(Work instructions) Please rewrite every line of all the entries below as one numbered list, leaving out the blank lines.
::: Data extract :::
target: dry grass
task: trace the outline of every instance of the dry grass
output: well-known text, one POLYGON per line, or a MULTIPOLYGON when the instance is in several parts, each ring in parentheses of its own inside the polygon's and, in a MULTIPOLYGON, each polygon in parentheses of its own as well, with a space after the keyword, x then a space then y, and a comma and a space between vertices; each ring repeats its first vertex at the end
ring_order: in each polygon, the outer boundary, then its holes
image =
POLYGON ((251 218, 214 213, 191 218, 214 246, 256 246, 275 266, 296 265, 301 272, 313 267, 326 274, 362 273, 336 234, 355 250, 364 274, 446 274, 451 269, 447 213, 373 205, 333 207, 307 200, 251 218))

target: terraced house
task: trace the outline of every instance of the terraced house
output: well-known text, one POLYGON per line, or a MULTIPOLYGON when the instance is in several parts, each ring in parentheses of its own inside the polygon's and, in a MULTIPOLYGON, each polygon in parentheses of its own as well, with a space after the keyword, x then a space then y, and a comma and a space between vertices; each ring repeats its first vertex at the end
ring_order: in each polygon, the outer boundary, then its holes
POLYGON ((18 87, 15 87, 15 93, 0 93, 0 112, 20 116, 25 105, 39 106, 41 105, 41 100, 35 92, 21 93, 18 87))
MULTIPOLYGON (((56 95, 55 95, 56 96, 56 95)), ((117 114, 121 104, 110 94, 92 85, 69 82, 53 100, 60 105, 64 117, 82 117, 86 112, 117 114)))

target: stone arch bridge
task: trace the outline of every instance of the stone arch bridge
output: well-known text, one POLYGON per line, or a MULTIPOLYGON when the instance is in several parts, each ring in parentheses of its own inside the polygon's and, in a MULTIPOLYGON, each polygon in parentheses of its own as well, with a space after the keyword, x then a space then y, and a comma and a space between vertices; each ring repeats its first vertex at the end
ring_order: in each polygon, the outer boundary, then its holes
:::
(Result for this exercise)
1. target: dry grass
2. task: trace the outline of every instance of the dry grass
3. output: well-known text, one POLYGON per line, or a MULTIPOLYGON when the instance is in several parts, each ring in parentheses of its own inside the polygon's and, in a MULTIPOLYGON, each polygon in parentheses of its own as well, with a space after the keyword, x then a space then y, and a comma and a space between vertices; each ring repeats its first vertex at the end
4. ring_order: in each polygon, the outer boundary, then its holes
5. image =
6. POLYGON ((251 218, 214 213, 191 218, 214 246, 256 246, 275 266, 296 265, 301 272, 313 267, 326 274, 362 273, 336 234, 355 250, 364 274, 446 274, 451 269, 447 213, 373 205, 333 207, 307 200, 251 218))
7. target: terraced house
8. task: trace the outline of every instance of the terraced house
9. output: well-known text, one POLYGON per line, or a MULTIPOLYGON when the instance is in several parts, each ring in parentheses of its own inside the polygon's and, in a MULTIPOLYGON, each polygon in parentheses of its own as well, with a space after the keyword, x then a space then y, and a comma and a space between vertices; each ring repeats its first vertex at the end
10. ring_order: in each polygon, the outer boundary, then its holes
11. POLYGON ((18 87, 15 87, 15 93, 0 93, 0 112, 20 116, 25 105, 39 106, 41 105, 41 100, 35 92, 21 93, 18 87))
12. MULTIPOLYGON (((56 95, 55 95, 56 96, 56 95)), ((117 114, 121 104, 110 94, 92 85, 69 82, 53 100, 60 105, 64 117, 82 117, 86 112, 117 114)))
13. target: stone arch bridge
14. task: trace the outline of every instance of the stone arch bridge
15. output: well-known text, one POLYGON per line, or a MULTIPOLYGON when the instance is in several parts, each ring in parentheses of its own inside the polygon's and, in a MULTIPOLYGON, each polygon in parentheses of its own as well, with a space after the keyword, x then a space then y, and a comma and a space between vertices; each ring repeats its first vertex at the end
16. ring_order: in each polygon, the outer boundary, then its holes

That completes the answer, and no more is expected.